WRITTEN INSTRUCTION: Copy the forum thread on UK horse showing word for word, from "Is that some" up to and including "hunter pony classes?".

SOURCE DOCUMENT:
# Uk showing



## Showjumper26 (May 8, 2014)

I've been in-hand showing my Connemara x welsh mare at my local show from April - September and she has done quite well with a few firsts and never leaving the ring without a rosette 
Our last show this year and she came away with a first place 
Her registered name is Hendraws Mari , and looking it up there are a few horses with the same name (Hendraws) ( such as Hendraws gwen ) who do showing .

since she is young and I assume hasn't shown before I wanted to take her to just the one show that's very local that I can ride to so she can get used to it but next year I'm hoping to go to a couple of other local ones. 

If she did well in the future I would like to take her to some nice well known shows , however since she is a a welsh x Connemara , will that restrict me from doing that ? Is there classes that she can enter being a cross ?


I'm in the uk so I'm not sure if rules are different in other places :/ thanks


----------



## jaydee (May 10, 2012)

If she's registered as a part bred welsh then there are classes at the bigger shows for them.


----------



## Showjumper26 (May 8, 2014)

jaydee said:


> If she's registered as a part bred welsh then there are classes at the bigger shows for them.


Her passport says welsh cob x ?x


----------



## jaydee (May 10, 2012)

Is that some sort of a passport issued by the Welsh pony and Con Society that's linked to actual registration papers?
I suggest you contact the society if you aren't sure
Registration Regulations

If you can't show her in a part bred welsh breed class at higher level why not show in hunter pony classes?


----------



## Chaz80 (Sep 29, 2015)

Showjumper26 said:


> I've been in-hand showing my Connemara x welsh mare at my local show from April - September and she has done quite well with a few firsts and never leaving the ring without a rosette
> Our last show this year and she came away with a first place
> Her registered name is Hendraws Mari , and looking it up there are a few horses with the same name (Hendraws) ( such as Hendraws gwen ) who do showing .
> 
> ...


Hi show jumper..I just wondered if you could help me with something.

LISTED RECORDS:
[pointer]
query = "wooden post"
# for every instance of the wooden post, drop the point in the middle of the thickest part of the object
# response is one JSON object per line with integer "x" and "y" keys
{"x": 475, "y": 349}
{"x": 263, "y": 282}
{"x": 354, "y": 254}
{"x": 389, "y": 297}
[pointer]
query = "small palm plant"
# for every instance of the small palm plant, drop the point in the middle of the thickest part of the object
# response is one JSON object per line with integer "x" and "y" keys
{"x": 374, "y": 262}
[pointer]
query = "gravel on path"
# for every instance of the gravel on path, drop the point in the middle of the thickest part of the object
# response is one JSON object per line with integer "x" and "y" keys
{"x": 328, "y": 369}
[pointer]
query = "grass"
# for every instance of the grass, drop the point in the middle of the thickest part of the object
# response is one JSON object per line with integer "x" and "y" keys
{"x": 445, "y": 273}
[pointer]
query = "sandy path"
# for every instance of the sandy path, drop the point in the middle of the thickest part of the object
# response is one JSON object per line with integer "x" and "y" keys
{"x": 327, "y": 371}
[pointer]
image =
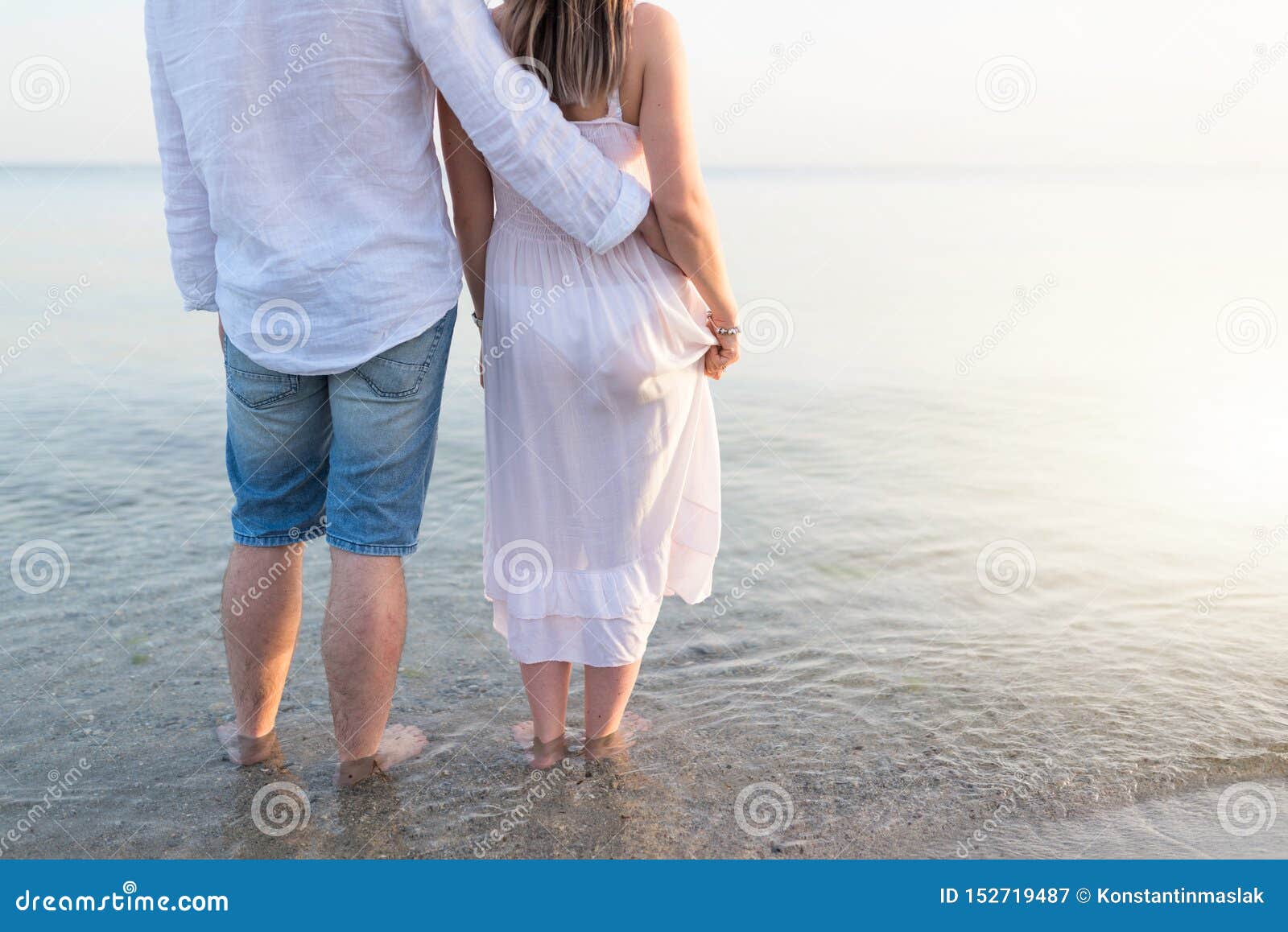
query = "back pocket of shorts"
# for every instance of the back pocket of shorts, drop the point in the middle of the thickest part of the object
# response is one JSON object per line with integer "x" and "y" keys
{"x": 259, "y": 388}
{"x": 398, "y": 371}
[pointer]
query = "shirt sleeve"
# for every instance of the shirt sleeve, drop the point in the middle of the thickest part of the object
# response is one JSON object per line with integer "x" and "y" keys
{"x": 526, "y": 139}
{"x": 187, "y": 206}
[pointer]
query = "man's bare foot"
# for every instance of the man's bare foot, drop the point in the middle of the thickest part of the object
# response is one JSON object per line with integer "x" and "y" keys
{"x": 541, "y": 755}
{"x": 245, "y": 751}
{"x": 399, "y": 743}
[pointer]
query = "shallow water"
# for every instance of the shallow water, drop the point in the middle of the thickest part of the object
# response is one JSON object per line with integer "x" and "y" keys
{"x": 947, "y": 604}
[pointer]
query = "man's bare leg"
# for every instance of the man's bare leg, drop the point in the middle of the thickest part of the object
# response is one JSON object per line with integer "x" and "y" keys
{"x": 362, "y": 642}
{"x": 262, "y": 603}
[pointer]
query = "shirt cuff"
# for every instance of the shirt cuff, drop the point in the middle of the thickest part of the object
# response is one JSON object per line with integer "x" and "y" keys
{"x": 625, "y": 218}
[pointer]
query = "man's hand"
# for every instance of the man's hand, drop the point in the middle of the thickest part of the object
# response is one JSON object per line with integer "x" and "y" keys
{"x": 652, "y": 232}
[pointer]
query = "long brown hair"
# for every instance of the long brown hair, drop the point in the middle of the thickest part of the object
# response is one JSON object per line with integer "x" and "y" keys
{"x": 581, "y": 44}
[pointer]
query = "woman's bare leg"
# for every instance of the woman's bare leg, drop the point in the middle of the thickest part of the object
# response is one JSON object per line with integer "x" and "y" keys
{"x": 609, "y": 689}
{"x": 547, "y": 698}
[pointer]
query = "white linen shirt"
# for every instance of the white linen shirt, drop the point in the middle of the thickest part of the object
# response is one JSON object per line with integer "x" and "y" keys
{"x": 304, "y": 200}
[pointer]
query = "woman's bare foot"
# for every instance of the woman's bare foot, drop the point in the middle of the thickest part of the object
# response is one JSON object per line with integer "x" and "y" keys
{"x": 399, "y": 743}
{"x": 615, "y": 745}
{"x": 245, "y": 751}
{"x": 541, "y": 755}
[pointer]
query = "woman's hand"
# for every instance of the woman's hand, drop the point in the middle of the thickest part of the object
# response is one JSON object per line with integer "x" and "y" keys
{"x": 721, "y": 356}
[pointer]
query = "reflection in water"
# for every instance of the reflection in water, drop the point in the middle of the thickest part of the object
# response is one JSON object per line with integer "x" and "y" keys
{"x": 877, "y": 671}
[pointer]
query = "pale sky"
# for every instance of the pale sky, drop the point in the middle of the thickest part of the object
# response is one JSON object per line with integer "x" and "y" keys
{"x": 845, "y": 84}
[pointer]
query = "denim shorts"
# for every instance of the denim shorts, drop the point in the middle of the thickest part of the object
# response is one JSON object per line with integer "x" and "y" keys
{"x": 347, "y": 456}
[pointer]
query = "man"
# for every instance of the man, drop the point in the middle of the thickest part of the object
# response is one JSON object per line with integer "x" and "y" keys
{"x": 304, "y": 205}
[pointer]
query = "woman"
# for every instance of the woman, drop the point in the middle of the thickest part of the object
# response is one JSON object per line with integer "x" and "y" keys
{"x": 603, "y": 468}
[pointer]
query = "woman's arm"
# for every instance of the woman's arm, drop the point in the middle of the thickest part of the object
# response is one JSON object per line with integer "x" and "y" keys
{"x": 470, "y": 183}
{"x": 679, "y": 193}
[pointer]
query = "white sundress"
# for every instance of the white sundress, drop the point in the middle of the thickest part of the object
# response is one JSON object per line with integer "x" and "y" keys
{"x": 603, "y": 465}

WRITTEN ANSWER:
Is that some sort of a passport issued by the Welsh pony and Con Society that's linked to actual registration papers?
I suggest you contact the society if you aren't sure
Registration Regulations

If you can't show her in a part bred welsh breed class at higher level why not show in hunter pony classes?